start Provided data

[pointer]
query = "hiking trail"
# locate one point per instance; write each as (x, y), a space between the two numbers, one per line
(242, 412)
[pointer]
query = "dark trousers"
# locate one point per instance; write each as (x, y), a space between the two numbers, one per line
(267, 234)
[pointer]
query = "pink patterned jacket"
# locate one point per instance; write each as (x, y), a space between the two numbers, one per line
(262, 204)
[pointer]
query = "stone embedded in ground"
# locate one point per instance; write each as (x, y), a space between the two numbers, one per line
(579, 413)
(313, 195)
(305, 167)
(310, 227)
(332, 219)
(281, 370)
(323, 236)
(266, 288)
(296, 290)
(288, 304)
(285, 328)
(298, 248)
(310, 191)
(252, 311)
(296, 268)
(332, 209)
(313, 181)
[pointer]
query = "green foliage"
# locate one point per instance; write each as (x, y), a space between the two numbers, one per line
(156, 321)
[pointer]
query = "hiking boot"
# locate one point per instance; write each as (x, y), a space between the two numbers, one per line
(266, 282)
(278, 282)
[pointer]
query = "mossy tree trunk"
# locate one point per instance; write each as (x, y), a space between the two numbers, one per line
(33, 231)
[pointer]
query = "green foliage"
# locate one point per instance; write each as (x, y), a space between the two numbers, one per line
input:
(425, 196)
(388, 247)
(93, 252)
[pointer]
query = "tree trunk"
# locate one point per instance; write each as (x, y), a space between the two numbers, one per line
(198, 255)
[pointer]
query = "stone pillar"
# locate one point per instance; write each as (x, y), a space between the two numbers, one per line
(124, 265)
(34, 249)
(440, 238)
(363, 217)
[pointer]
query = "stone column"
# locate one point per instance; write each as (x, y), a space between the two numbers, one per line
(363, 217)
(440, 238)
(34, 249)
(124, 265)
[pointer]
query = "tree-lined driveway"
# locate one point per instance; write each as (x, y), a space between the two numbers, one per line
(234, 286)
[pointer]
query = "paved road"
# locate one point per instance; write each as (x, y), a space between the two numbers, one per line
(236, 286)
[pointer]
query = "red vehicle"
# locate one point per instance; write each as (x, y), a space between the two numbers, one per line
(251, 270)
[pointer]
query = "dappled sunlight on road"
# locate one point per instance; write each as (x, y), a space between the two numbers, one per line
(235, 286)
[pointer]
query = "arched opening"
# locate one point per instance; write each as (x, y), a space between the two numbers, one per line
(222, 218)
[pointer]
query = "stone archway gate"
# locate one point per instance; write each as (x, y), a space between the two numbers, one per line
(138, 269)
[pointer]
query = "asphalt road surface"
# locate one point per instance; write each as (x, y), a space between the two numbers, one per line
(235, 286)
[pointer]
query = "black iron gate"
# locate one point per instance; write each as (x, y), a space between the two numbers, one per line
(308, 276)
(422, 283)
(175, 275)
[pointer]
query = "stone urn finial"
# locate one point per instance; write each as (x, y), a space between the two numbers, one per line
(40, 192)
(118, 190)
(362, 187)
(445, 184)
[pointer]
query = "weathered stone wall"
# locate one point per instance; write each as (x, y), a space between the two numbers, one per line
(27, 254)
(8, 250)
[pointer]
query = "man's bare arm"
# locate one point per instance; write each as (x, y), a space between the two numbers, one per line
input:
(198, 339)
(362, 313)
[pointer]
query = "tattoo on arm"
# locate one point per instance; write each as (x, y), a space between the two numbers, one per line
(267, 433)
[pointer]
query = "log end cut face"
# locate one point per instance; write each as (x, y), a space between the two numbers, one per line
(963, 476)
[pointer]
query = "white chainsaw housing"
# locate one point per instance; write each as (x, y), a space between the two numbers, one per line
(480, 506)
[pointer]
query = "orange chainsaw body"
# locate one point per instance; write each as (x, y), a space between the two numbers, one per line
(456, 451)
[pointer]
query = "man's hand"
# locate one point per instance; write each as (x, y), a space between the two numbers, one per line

end Provided data

Work required:
Repeat all the entries word for word.

Exercise output:
[pointer]
query = "hiking trail"
# locate one point per instance; write each as (x, y), a space between the two numbers, one per line
(242, 412)
[pointer]
query = "dark trousers"
# locate one point per instance; write each as (x, y), a space between the two numbers, one per line
(267, 234)
[pointer]
query = "pink patterned jacket"
# locate one point per instance; write each as (x, y), a space between the two numbers, one per line
(262, 204)
[pointer]
query = "stone embedded in ground"
# locate one point per instance; write each as (x, y), a space between the two numbers, one per line
(579, 413)
(313, 195)
(305, 167)
(310, 227)
(332, 219)
(281, 370)
(323, 236)
(266, 288)
(296, 290)
(288, 304)
(285, 328)
(298, 248)
(310, 191)
(252, 311)
(296, 268)
(332, 209)
(313, 181)
[pointer]
query = "green foliage"
# locate one point per instance; write each as (x, y), a space between the two numbers, one per line
(156, 321)
[pointer]
query = "hiking boot"
# locate one point per instance; write each as (x, y), a space between the two numbers, one per line
(266, 282)
(278, 282)
[pointer]
query = "mossy tree trunk"
# locate one point per instance; write each as (x, y), a space between the two numbers, one per line
(33, 231)
[pointer]
query = "green foliage"
# locate one point per instance; write each as (x, y), a space between the two numbers, one per line
input:
(425, 196)
(388, 247)
(93, 252)
[pointer]
query = "tree trunk"
# locate one point per instance; write each as (x, y), a space between the two numbers, one per line
(198, 255)
[pointer]
query = "stone pillar"
# locate one point per instance; write each as (x, y), a space between the two numbers, one per line
(124, 265)
(34, 249)
(440, 238)
(363, 217)
[pointer]
query = "stone column"
# locate one point per instance; write each as (x, y), a space between the two numbers, one per line
(363, 217)
(440, 238)
(34, 249)
(124, 265)
[pointer]
query = "tree-lined driveway"
# locate one point per instance; write each as (x, y), a space between the two numbers, one per line
(234, 286)
[pointer]
query = "paved road"
# locate one point per instance; write each as (x, y), a space between the two numbers, one per line
(236, 286)
[pointer]
query = "red vehicle"
# locate one point per instance; write each as (x, y), a space between the two numbers, one per line
(251, 270)
[pointer]
query = "dappled sunlight on road"
# locate one point per instance; write each as (x, y), a space between the two numbers, one per line
(235, 286)
[pointer]
query = "arched opening"
# locate one point per instance; write each as (x, y), a space between the two numbers, one per line
(222, 218)
[pointer]
query = "stone archway gate"
# locate one point per instance; write each as (x, y), a space between the two numbers, one per line
(138, 269)
[pointer]
query = "asphalt road surface"
# locate one point per instance; write each as (x, y), a space between the two numbers, one per line
(235, 286)
[pointer]
query = "black iron gate"
# locate one point per instance; write each as (x, y), a space between the two numbers, one per line
(308, 276)
(422, 283)
(175, 275)
[pointer]
query = "stone urn finial"
# locate one point per instance; write each as (x, y), a space between the two numbers, one per line
(40, 192)
(118, 190)
(362, 187)
(445, 184)
[pointer]
query = "weathered stone wall"
# locate one point per instance; write each as (x, y), a space between the two numbers, one per line
(27, 254)
(8, 250)
[pointer]
query = "man's bare arm"
# locate one point per instance; write each as (x, y), a space between the two numbers, one per line
input:
(198, 339)
(362, 313)
[pointer]
query = "tattoo on arm"
# locate one point per instance; write each as (x, y), a space between the two numbers, one per line
(267, 433)
[pointer]
query = "log end cut face"
# locate one point per instance; write each as (x, y), a space between the two numbers, one per line
(963, 476)
[pointer]
query = "white chainsaw housing"
# locate one point per instance; write each as (x, y), a space between the two numbers, one per line
(480, 506)
[pointer]
query = "orange chainsaw body"
# locate one point per instance; write each as (x, y), a space between the two numbers, one per line
(456, 451)
[pointer]
query = "man's hand"
# locate one point per instance; write each as (x, y), a space between the two numbers, one per line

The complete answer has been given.